(Location labeling records)

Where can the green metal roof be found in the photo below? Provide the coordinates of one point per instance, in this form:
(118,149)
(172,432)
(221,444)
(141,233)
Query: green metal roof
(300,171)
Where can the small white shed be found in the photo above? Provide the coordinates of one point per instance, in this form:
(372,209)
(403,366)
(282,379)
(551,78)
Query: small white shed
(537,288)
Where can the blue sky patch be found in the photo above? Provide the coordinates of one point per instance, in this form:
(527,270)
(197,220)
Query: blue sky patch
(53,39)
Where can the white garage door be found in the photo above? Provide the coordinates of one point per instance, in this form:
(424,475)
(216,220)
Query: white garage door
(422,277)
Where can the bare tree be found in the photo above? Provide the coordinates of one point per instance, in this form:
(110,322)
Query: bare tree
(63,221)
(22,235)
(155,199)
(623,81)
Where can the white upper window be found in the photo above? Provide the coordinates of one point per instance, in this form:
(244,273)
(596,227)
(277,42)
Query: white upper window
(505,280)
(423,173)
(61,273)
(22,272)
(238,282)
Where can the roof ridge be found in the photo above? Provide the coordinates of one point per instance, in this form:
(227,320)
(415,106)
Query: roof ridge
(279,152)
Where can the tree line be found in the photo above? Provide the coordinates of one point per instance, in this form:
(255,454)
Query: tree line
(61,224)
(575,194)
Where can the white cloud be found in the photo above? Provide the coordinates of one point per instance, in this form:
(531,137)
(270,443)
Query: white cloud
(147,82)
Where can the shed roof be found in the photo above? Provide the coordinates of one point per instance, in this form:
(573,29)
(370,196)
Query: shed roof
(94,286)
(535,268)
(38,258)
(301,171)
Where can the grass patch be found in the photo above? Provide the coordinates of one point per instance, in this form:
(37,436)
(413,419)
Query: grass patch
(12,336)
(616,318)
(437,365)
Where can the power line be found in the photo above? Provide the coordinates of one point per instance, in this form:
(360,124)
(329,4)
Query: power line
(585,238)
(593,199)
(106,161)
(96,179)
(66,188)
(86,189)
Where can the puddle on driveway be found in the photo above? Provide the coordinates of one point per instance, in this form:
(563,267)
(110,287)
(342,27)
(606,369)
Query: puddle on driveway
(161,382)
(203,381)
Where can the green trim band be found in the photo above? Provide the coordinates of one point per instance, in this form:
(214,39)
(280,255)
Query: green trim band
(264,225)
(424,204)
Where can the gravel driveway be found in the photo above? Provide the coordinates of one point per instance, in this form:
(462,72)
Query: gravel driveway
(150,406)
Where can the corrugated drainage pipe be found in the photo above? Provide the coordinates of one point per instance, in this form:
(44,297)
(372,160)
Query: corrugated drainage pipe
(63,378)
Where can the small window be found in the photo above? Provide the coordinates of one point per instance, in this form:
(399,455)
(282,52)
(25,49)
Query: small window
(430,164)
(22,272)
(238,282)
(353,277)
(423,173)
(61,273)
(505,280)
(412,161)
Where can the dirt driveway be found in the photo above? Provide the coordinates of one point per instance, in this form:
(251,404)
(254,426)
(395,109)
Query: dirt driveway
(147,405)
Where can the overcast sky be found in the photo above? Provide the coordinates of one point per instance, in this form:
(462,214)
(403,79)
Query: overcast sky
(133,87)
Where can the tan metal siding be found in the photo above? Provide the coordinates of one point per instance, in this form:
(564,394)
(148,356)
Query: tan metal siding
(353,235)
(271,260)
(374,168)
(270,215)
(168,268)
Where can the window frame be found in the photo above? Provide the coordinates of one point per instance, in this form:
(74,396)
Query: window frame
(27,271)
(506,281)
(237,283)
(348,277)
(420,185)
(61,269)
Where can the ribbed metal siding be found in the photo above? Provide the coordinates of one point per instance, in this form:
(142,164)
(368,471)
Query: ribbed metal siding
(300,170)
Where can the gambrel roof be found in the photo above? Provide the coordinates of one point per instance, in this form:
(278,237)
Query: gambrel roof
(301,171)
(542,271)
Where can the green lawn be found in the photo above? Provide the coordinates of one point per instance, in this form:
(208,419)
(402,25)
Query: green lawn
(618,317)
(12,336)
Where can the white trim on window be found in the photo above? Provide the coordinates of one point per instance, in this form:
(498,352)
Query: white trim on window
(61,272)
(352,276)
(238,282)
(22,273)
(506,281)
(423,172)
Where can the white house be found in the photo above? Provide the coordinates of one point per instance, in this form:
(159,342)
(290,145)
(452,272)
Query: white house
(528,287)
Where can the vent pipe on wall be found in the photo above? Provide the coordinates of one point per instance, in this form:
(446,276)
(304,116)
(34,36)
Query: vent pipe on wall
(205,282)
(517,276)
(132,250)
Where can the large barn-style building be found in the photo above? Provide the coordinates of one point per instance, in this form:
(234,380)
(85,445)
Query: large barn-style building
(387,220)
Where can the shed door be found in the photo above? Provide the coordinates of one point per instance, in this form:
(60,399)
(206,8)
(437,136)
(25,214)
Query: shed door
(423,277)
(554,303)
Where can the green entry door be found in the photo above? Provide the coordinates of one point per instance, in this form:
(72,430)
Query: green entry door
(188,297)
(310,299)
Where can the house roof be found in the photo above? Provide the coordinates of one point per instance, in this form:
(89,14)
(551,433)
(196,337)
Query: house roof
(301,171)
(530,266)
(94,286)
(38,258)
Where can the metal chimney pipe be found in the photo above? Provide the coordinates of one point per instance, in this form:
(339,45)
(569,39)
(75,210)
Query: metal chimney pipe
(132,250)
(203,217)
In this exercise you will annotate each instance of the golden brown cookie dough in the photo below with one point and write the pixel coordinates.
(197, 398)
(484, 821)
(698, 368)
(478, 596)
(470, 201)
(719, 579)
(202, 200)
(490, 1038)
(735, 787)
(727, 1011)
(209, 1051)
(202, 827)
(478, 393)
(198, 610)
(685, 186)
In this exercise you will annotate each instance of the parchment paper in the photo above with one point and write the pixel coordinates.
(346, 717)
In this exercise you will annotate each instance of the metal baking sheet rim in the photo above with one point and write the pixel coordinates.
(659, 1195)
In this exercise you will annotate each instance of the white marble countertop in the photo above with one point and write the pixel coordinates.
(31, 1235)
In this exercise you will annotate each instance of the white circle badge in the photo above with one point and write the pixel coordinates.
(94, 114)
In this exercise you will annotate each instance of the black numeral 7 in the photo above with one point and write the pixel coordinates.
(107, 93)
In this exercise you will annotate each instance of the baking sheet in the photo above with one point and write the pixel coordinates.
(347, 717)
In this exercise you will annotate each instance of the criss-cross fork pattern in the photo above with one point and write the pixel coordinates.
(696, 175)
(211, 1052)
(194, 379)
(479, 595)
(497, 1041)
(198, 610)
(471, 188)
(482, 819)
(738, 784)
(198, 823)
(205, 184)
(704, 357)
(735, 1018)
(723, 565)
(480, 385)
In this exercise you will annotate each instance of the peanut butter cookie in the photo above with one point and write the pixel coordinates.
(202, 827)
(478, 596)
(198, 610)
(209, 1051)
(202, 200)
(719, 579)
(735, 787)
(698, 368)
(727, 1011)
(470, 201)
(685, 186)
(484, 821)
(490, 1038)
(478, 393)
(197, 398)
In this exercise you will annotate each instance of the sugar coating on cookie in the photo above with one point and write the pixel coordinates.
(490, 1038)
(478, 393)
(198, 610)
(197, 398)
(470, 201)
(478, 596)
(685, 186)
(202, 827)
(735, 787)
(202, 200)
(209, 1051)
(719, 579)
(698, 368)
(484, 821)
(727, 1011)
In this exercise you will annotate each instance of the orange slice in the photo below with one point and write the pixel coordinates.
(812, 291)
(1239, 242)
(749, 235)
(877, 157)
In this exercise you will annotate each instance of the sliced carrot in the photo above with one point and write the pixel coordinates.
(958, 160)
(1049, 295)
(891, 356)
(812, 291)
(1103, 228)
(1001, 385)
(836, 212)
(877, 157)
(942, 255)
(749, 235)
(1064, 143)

Task objective:
Rewrite all the records with every "instance" swapped for "occurrence", leaving everything else unchanged.

Answer below:
Where can the green metal roof be found in the photo below? Provide the coordinates of one point per occurrence, in this form:
(118,149)
(172,432)
(221,444)
(141,233)
Query: green metal roof
(300,171)
Where can the small white shed be found in the photo above? Provide the coordinates of one point per occurrence, in this form:
(372,209)
(403,366)
(282,379)
(551,78)
Query: small white shed
(537,288)
Where can the blue sky patch be found in the photo above? Provide the coordinates of one point per occurrence, in this form:
(527,270)
(197,220)
Query: blue sky patch
(53,39)
Where can the white garage door be found in the photo above? Provide the coordinates of one point per occurrence, in this form:
(424,475)
(216,220)
Query: white garage door
(422,277)
Where can the bare tree be found in the photo above? Provide the coordinates of one point per occurrence, in this form:
(110,322)
Query: bare tree
(63,221)
(22,235)
(155,199)
(623,81)
Where can the white upper window be found in the photo above? Provide the coordinates of one point per occurrence, in this form:
(244,273)
(596,227)
(277,42)
Query: white upper window
(505,280)
(423,173)
(61,273)
(22,272)
(238,282)
Where can the roof ridge be found in the photo above? Provide the coordinates of one point per occurrence, in this form:
(227,320)
(415,106)
Query: roof ridge
(279,152)
Where can the tree line be found in the photo above? Provide the coordinates of one point per occurrence, in this form:
(255,454)
Query: tree line
(61,224)
(575,194)
Where can the white cloud be found in the photo above? Provide the coordinates of one point per occurrence, in this form:
(531,137)
(270,443)
Query: white cloud
(147,82)
Where can the shed roof be found in the photo above? Provide the coordinates of one point per occurrence, in this form:
(573,29)
(370,196)
Query: shed roof
(94,286)
(535,268)
(38,258)
(301,171)
Where can the grass patch be found in the photo above? Provide the coordinates of one point per occurrence, in this form:
(37,436)
(413,419)
Query: grass patch
(12,336)
(616,318)
(437,365)
Where can the power line be found in the photo above? Provide the coordinates of one point per occurrence, in this form:
(360,124)
(329,4)
Query: power line
(585,238)
(593,199)
(106,161)
(96,179)
(66,188)
(86,189)
Where can the puddle on driveway be found in the photo above? Provide the coordinates of one point per occurrence, in this form:
(563,267)
(110,287)
(342,27)
(606,369)
Query: puddle on driveway
(161,382)
(203,381)
Where can the green trim band be found in the photo above? Provide the coordinates of one point per occurrence, in this form:
(214,39)
(280,255)
Query: green trim band
(264,225)
(424,204)
Where can the gravel driveway be found in the photo above? Provide the coordinates of one point per occurrence, in this form:
(462,72)
Query: gravel driveway
(150,406)
Where can the corrugated drainage pipe be found in the photo above? Provide the coordinates of one point per occurrence, in this form:
(44,297)
(372,160)
Query: corrugated drainage pipe
(63,378)
Where can the small window be found in the photo above? Provide the coordinates of one point per occurrence, in this form:
(399,455)
(282,52)
(25,49)
Query: small window
(430,164)
(22,272)
(238,282)
(353,277)
(423,173)
(61,273)
(505,280)
(412,161)
Where can the dirt driveway be found in the photo above? Provide the coordinates of one point per occurrence, in this form:
(251,404)
(254,426)
(395,109)
Query: dirt driveway
(147,405)
Where can the overcast sky be found in the photo above? Provide the coordinates of one point per occurrence, in this form:
(462,214)
(403,79)
Query: overcast sky
(133,87)
Where can the tan metal siding be found in the photo above? Provide the coordinates of one point per occurrence, in this form:
(564,394)
(148,356)
Query: tan metal siding
(353,235)
(271,260)
(374,168)
(270,215)
(168,268)
Where can the window frame be found in the photo above? Provide the coordinates of one point per occurrence, in this form:
(74,396)
Query: window frame
(27,271)
(506,281)
(237,283)
(348,277)
(420,185)
(61,269)
Where can the ribbed metal siding be found in the photo above? Provide the coordinates of one point per occurrence, in this form:
(142,164)
(368,471)
Query: ribbed metal siding
(300,170)
Where can the gambrel roof be found in the photo above? Provide the coordinates of one point per occurrence, in this form:
(278,237)
Query: gambrel roof
(301,171)
(542,271)
Where can the green lawn be found in the photo above? Provide the coordinates of one point per occurrence, in this form:
(208,419)
(402,25)
Query: green lawn
(618,317)
(12,336)
Where can the white trim on window be found in the photo above? Provide the coordinates of one point per occurrence, in this form:
(498,352)
Query: white trim on window
(61,272)
(352,276)
(238,282)
(22,273)
(506,281)
(423,172)
Where can the white house be found in the photo above? Provide the coordinates of one point per occurrence, in this form:
(159,342)
(290,145)
(452,272)
Query: white house
(528,287)
Where can the vent pipe on wall be found in the photo above? Provide the coordinates of one point per occurrence, in this form:
(446,276)
(304,116)
(34,36)
Query: vent pipe on wall
(205,282)
(517,276)
(132,250)
Where can the large barn-style building be found in the photo above? Provide the coordinates of one point per occurrence, in this form:
(234,380)
(85,445)
Query: large barn-style building
(387,220)
Where can the shed door be found in the photo above? Provide the coordinates of one point per occurrence, in this form:
(60,399)
(206,8)
(437,136)
(25,214)
Query: shed door
(423,277)
(554,303)
Where can the green entry door be found in the photo above? Provide the coordinates of one point per occurrence, in this form:
(72,430)
Query: green entry door
(188,297)
(310,299)
Where can the house roof be found in the photo above? Provide the coordinates of one point per occurrence, in this form:
(89,14)
(551,433)
(196,337)
Query: house roof
(301,171)
(530,266)
(94,286)
(38,258)
Where can the metal chimney pipe be found in the photo above? Provide the coordinates of one point per occurrence, in this form:
(339,45)
(569,39)
(75,210)
Query: metal chimney pipe
(132,250)
(203,217)
In this exercise you will annotate each occurrence of the golden brown cookie dough in the photo below with one point and write the pixel coordinates.
(197, 398)
(484, 821)
(698, 368)
(478, 596)
(470, 201)
(719, 579)
(202, 200)
(490, 1038)
(735, 787)
(727, 1011)
(209, 1051)
(202, 827)
(478, 393)
(198, 610)
(685, 186)
In this exercise you will annotate each occurrence of the parchment paper in the photo above with one point and write the pixel coordinates.
(346, 717)
In this exercise you will annotate each occurrence of the metal baking sheet rim in the photo above with one point and write the pixel coordinates.
(659, 1195)
In this exercise you will annotate each occurrence of the white marble countertop in the photo above with one point and write the pixel coordinates.
(31, 1235)
In this exercise you will annotate each occurrence of the white circle badge in the photo above with one point and write the pixel coordinates.
(94, 114)
In this exercise you will annotate each occurrence of the black numeral 7 in the photo above with one point and write the pixel coordinates.
(107, 93)
In this exercise you will annotate each occurrence of the baking sheet in the photo above with one point and write the pixel coordinates.
(347, 717)
In this exercise you will annotate each occurrence of the criss-cross fork pattern in the photo above with one point and write the pixel coordinates.
(696, 175)
(211, 1052)
(194, 379)
(479, 595)
(497, 1041)
(198, 610)
(471, 188)
(482, 819)
(738, 784)
(198, 823)
(205, 184)
(704, 357)
(735, 1018)
(723, 565)
(480, 385)
In this exercise you will annotate each occurrence of the peanut butter cookie in the photo above with one point and write the pixel coordinates.
(202, 827)
(478, 596)
(198, 610)
(209, 1051)
(202, 200)
(719, 579)
(735, 787)
(698, 368)
(727, 1011)
(470, 201)
(685, 186)
(484, 821)
(490, 1038)
(478, 393)
(197, 398)
In this exercise you will annotate each occurrence of the sugar coating on cookie in the photo above with one point and write the pixel coordinates.
(490, 1038)
(478, 393)
(198, 610)
(197, 398)
(470, 201)
(478, 596)
(685, 186)
(202, 827)
(735, 787)
(202, 200)
(209, 1051)
(719, 579)
(698, 368)
(484, 821)
(727, 1011)
In this exercise you will annotate each occurrence of the orange slice in the photo below with one point and write the pixel coordinates.
(812, 291)
(1239, 242)
(749, 235)
(877, 157)
In this exercise you will annotate each occurrence of the sliced carrot in the photo above with one point and write the pixel coordinates.
(958, 160)
(1049, 295)
(891, 356)
(812, 291)
(1103, 228)
(1001, 385)
(836, 212)
(877, 157)
(942, 255)
(749, 235)
(1064, 143)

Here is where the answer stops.